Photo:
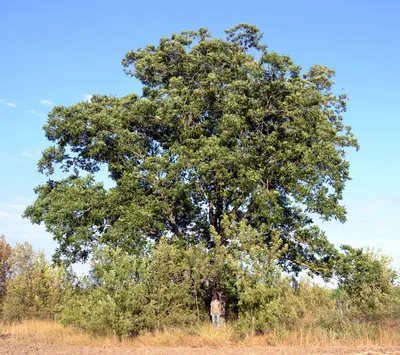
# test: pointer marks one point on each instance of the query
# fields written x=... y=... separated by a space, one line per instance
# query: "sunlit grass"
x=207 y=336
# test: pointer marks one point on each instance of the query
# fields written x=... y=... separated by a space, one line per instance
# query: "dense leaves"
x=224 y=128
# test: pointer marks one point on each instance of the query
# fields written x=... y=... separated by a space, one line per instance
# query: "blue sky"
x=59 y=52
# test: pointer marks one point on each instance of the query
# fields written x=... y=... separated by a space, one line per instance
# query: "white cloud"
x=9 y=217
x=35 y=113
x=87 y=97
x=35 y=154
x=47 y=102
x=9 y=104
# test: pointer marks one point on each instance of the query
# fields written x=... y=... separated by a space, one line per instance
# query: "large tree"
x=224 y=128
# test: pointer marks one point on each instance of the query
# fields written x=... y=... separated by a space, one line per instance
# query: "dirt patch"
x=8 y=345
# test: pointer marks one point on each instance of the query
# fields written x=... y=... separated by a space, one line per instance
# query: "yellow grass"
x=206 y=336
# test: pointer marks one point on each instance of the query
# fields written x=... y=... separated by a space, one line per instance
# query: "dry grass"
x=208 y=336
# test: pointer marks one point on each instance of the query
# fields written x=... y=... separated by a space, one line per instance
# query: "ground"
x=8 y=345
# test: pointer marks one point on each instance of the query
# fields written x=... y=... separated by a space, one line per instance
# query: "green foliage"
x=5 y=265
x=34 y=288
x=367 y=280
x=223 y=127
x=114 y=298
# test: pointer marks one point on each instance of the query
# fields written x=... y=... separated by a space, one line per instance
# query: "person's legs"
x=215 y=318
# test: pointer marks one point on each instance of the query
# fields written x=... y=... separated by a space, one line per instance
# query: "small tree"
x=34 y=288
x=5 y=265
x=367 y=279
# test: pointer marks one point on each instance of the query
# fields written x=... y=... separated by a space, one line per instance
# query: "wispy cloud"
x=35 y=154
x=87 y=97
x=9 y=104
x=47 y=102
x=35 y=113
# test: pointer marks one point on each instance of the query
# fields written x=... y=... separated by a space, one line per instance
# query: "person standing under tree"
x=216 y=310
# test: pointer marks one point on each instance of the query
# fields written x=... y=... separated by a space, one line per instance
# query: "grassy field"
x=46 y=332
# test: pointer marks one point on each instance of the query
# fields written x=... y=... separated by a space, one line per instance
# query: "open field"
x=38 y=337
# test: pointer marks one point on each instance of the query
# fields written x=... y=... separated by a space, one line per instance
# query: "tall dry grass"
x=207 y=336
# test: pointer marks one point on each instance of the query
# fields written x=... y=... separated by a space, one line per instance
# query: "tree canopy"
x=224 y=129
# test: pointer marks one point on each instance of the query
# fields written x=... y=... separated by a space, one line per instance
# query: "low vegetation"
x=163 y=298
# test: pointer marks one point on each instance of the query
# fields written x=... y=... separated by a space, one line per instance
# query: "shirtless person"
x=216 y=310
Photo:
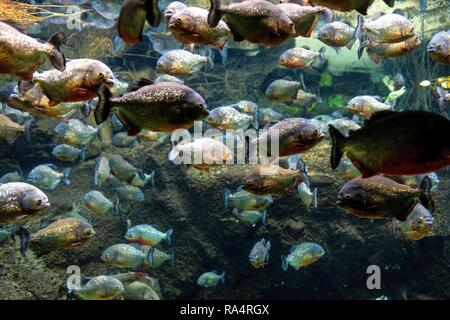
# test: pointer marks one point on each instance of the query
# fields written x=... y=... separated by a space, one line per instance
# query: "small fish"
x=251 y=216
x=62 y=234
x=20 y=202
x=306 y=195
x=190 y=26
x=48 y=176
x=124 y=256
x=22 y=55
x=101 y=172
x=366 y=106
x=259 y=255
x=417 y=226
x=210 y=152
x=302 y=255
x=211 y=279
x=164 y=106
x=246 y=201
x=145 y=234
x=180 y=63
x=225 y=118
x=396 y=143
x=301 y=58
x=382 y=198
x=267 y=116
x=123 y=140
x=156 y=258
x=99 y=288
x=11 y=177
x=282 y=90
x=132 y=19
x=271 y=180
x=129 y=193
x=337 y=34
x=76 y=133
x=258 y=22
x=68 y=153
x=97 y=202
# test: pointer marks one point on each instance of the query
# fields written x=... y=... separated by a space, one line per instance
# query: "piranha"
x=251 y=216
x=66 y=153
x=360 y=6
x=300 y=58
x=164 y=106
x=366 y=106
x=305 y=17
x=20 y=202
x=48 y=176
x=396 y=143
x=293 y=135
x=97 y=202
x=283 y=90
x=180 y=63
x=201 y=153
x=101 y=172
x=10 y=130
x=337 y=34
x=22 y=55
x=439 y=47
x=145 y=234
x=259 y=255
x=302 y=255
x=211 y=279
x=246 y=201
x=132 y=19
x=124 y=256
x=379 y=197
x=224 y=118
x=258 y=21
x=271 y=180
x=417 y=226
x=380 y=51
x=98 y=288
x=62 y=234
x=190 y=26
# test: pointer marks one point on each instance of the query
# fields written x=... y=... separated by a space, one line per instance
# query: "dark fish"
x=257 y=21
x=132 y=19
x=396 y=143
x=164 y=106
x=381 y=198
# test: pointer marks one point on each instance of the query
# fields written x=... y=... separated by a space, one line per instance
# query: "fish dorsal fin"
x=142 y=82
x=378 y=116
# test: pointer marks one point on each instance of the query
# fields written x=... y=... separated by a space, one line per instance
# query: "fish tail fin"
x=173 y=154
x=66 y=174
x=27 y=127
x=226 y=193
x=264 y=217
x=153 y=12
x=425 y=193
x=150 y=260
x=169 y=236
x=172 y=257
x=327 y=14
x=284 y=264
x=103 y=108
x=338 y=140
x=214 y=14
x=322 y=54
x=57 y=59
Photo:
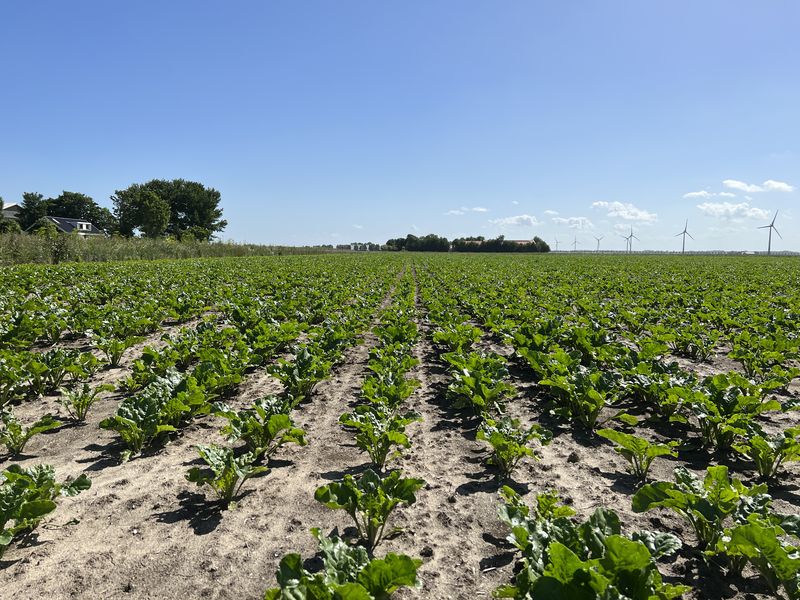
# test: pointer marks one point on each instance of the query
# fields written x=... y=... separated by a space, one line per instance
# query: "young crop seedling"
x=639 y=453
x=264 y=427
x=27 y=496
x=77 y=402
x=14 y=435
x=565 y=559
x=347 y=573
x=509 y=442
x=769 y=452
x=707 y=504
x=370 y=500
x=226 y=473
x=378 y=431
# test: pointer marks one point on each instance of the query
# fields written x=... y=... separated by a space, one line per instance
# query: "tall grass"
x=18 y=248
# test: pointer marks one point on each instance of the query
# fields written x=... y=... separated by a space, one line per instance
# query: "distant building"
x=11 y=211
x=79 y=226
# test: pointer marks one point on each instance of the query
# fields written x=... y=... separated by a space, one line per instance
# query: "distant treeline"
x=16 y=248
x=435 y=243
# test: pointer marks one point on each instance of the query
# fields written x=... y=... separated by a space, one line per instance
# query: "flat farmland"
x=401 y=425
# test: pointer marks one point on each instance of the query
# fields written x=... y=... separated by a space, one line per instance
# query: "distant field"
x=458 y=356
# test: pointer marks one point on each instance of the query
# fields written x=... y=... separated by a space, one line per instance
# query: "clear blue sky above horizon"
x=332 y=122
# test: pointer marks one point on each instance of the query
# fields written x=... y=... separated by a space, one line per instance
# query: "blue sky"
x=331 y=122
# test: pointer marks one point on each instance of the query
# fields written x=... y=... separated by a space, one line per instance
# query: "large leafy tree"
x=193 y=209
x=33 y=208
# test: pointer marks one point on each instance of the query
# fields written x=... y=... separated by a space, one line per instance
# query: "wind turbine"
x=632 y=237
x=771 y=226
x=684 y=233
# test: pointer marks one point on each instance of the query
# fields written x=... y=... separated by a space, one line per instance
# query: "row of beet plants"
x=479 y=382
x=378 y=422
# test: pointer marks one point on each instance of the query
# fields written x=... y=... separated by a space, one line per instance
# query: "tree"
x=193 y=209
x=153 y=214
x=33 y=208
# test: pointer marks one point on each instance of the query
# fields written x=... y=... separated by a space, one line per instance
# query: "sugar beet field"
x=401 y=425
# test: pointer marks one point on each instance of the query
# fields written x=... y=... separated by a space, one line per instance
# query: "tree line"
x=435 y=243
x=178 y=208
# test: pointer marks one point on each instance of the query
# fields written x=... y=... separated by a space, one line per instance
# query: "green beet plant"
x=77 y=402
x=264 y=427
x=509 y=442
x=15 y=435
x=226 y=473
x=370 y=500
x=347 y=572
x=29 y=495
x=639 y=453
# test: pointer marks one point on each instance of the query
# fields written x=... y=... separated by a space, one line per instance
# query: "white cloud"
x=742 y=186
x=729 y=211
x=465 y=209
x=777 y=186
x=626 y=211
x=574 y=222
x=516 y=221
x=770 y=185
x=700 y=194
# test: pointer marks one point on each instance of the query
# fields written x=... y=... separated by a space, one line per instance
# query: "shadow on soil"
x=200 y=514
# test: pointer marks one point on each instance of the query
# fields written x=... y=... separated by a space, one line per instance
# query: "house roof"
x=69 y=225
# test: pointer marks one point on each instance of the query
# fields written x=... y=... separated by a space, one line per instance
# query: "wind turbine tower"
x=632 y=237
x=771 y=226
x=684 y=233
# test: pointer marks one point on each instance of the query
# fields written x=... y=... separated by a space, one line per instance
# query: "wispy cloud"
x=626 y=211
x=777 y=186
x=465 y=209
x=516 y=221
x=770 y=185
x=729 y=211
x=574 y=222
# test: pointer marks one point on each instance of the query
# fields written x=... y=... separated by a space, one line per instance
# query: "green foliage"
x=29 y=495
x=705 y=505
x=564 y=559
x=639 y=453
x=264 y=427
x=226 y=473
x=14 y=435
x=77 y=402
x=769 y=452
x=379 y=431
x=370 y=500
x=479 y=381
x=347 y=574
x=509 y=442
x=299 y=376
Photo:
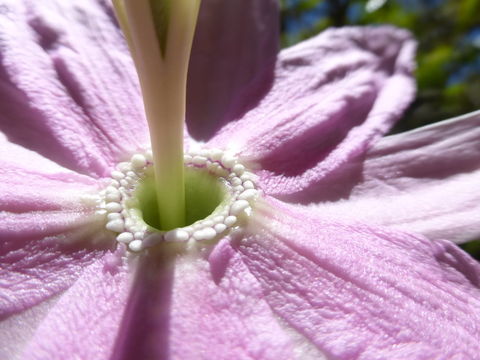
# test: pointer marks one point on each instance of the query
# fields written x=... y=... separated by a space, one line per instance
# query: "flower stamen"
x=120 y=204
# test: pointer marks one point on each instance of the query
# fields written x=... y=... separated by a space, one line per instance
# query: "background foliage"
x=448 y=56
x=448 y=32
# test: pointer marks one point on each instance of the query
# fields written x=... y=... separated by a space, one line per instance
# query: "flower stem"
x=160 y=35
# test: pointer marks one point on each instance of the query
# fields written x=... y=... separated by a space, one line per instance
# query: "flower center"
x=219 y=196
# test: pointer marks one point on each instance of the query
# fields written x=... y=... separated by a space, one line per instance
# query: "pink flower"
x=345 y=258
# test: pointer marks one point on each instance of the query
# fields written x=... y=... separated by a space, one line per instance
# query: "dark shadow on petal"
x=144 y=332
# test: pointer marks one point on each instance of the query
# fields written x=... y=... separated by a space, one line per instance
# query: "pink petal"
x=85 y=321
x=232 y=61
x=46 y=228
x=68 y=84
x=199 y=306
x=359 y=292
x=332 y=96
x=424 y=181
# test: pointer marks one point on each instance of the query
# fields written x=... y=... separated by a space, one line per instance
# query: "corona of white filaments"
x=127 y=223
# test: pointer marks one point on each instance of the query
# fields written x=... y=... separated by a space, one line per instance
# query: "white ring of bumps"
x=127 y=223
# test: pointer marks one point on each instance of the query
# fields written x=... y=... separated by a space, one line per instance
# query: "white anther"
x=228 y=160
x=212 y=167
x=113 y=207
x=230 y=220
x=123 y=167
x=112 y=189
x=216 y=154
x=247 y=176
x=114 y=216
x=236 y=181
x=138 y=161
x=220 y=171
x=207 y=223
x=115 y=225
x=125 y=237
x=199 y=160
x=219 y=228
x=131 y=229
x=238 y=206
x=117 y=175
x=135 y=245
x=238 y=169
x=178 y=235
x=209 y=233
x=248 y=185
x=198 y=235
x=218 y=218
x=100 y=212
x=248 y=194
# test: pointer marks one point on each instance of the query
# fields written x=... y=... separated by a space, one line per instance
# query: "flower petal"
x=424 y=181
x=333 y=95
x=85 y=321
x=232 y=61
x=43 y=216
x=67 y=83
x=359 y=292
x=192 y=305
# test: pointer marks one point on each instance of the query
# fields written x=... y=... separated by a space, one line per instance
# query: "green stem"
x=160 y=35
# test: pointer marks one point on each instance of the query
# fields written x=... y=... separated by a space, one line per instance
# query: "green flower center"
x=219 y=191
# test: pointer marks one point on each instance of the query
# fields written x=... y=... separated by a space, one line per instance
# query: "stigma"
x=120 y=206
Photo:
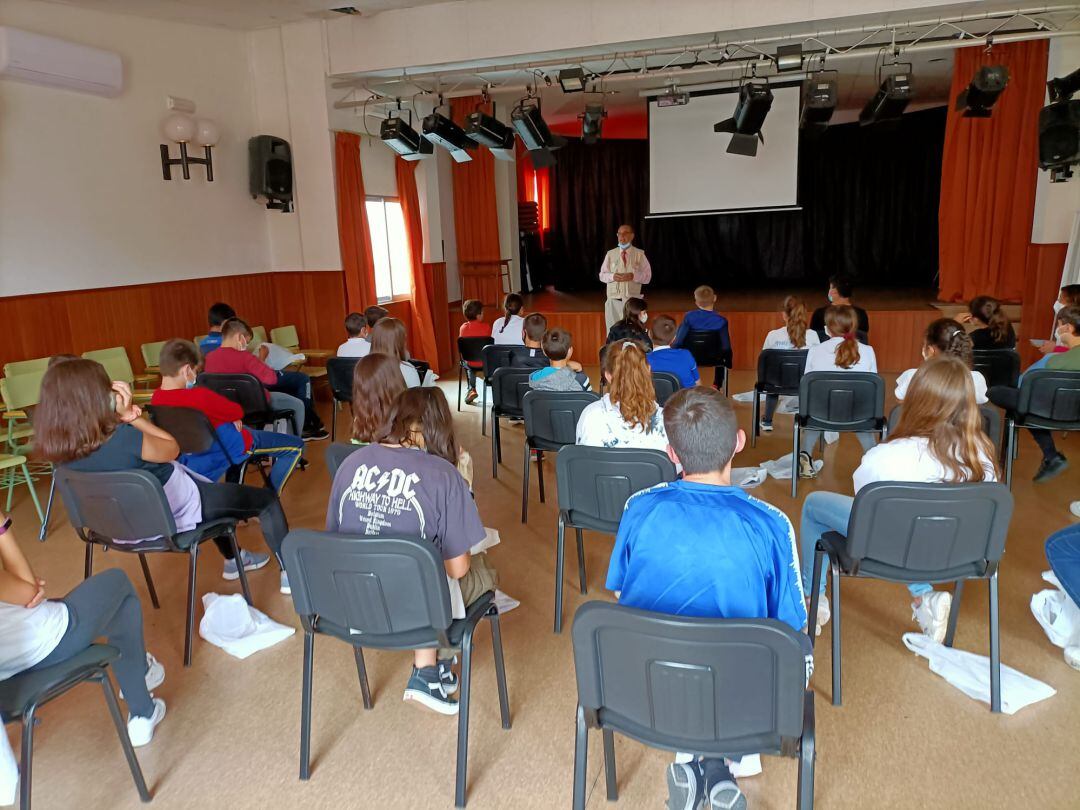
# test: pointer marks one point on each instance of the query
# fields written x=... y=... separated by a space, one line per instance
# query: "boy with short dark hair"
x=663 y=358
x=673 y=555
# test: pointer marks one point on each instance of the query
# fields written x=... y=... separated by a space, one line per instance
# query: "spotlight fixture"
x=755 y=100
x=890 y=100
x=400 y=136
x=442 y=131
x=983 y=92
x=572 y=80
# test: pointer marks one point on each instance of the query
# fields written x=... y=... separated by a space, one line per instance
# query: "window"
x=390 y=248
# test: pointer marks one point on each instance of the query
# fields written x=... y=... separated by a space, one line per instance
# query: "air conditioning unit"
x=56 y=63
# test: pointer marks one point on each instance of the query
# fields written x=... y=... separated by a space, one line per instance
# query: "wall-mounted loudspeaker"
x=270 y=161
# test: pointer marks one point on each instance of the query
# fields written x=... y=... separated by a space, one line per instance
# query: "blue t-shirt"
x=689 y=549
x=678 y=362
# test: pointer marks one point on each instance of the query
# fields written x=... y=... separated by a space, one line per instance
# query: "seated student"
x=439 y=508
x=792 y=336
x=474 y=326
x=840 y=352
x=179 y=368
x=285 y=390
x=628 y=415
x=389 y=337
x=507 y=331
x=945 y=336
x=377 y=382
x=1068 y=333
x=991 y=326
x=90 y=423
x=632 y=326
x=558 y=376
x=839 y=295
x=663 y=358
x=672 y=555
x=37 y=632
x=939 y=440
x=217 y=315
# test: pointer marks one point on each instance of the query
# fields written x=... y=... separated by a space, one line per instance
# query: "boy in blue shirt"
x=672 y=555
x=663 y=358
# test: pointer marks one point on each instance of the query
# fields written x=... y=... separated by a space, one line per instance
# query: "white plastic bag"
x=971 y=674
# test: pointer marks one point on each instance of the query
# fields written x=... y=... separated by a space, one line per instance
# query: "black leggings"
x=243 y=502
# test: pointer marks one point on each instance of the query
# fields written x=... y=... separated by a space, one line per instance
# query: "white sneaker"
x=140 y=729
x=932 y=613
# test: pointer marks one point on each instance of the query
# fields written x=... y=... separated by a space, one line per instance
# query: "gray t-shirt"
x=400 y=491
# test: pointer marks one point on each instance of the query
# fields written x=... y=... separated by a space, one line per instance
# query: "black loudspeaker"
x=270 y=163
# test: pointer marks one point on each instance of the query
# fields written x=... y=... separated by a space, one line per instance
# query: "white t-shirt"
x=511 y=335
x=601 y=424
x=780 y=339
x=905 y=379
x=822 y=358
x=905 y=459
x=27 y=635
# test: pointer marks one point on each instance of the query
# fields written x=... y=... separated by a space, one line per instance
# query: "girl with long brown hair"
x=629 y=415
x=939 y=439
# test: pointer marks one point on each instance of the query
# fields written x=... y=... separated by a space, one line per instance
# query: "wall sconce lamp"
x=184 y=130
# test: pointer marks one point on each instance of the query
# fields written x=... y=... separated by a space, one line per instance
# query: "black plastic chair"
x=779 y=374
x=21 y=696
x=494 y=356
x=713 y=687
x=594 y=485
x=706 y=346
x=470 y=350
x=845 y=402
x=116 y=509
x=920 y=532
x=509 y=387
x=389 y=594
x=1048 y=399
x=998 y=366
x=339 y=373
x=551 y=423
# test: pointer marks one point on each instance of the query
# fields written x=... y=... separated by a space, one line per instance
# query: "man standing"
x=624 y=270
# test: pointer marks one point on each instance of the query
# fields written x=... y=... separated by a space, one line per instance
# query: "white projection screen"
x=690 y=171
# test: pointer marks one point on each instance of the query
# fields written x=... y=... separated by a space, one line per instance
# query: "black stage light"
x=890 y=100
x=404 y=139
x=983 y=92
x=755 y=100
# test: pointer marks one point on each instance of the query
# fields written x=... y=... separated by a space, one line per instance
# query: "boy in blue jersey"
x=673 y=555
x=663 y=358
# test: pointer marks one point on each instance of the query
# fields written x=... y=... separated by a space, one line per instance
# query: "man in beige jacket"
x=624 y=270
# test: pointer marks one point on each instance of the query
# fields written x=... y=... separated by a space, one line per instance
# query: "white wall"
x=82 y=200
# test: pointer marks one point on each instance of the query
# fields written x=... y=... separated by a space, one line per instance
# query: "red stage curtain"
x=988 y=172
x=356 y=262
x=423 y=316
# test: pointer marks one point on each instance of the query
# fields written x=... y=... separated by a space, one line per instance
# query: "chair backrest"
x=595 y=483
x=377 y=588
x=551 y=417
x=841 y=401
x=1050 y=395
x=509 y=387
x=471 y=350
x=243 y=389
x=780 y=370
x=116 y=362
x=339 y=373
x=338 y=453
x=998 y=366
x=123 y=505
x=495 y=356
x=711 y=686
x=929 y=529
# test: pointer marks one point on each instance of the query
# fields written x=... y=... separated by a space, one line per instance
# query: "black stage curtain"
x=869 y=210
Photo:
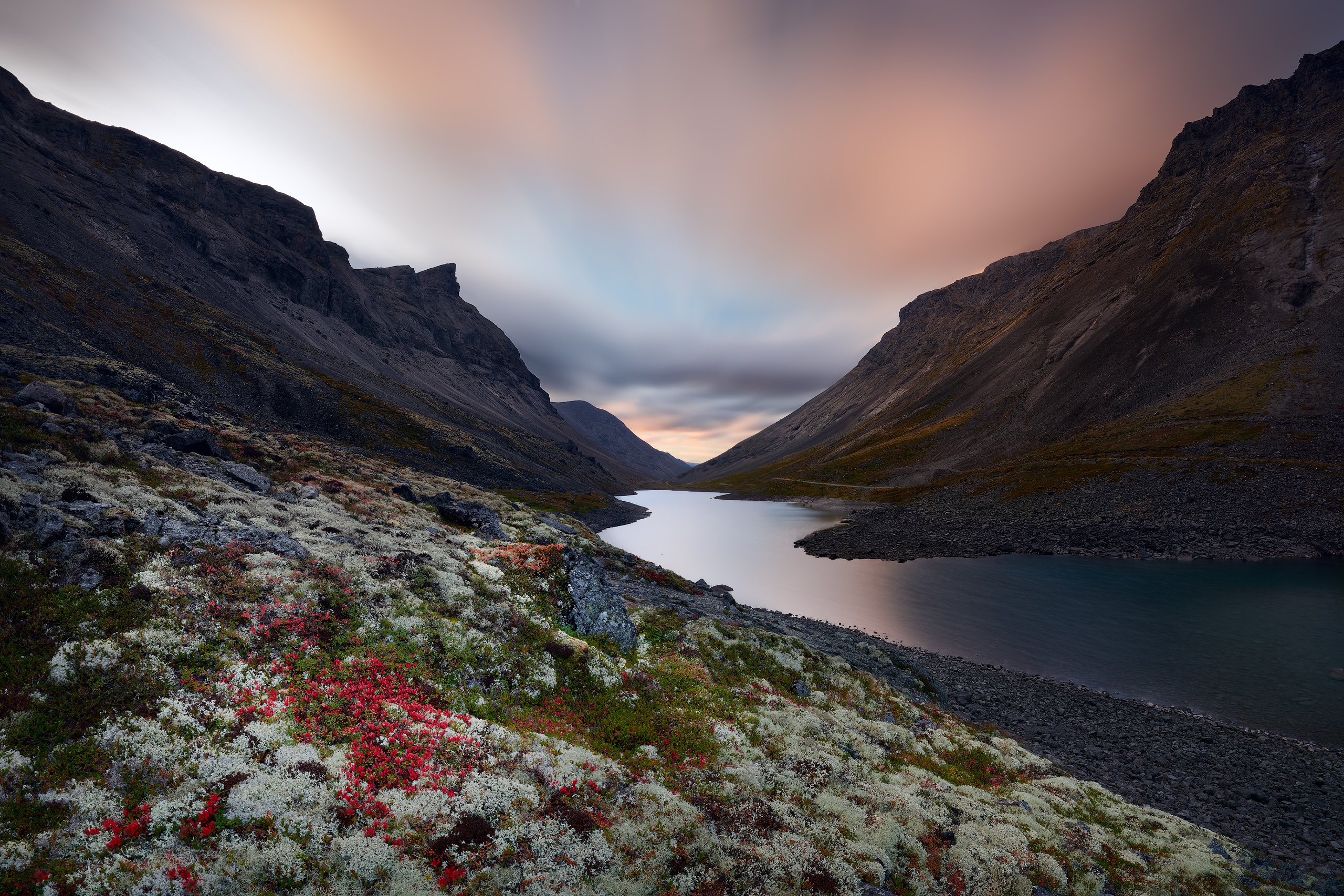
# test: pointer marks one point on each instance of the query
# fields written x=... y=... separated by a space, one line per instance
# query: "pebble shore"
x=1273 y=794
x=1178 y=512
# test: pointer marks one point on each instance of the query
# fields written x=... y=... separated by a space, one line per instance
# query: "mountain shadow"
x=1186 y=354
════
What you have to do: Select and copy every line of the items that contains the word "beet".

Result:
# query: "row of beet plants"
# query: "sugar beet field"
# query: "green beet plant"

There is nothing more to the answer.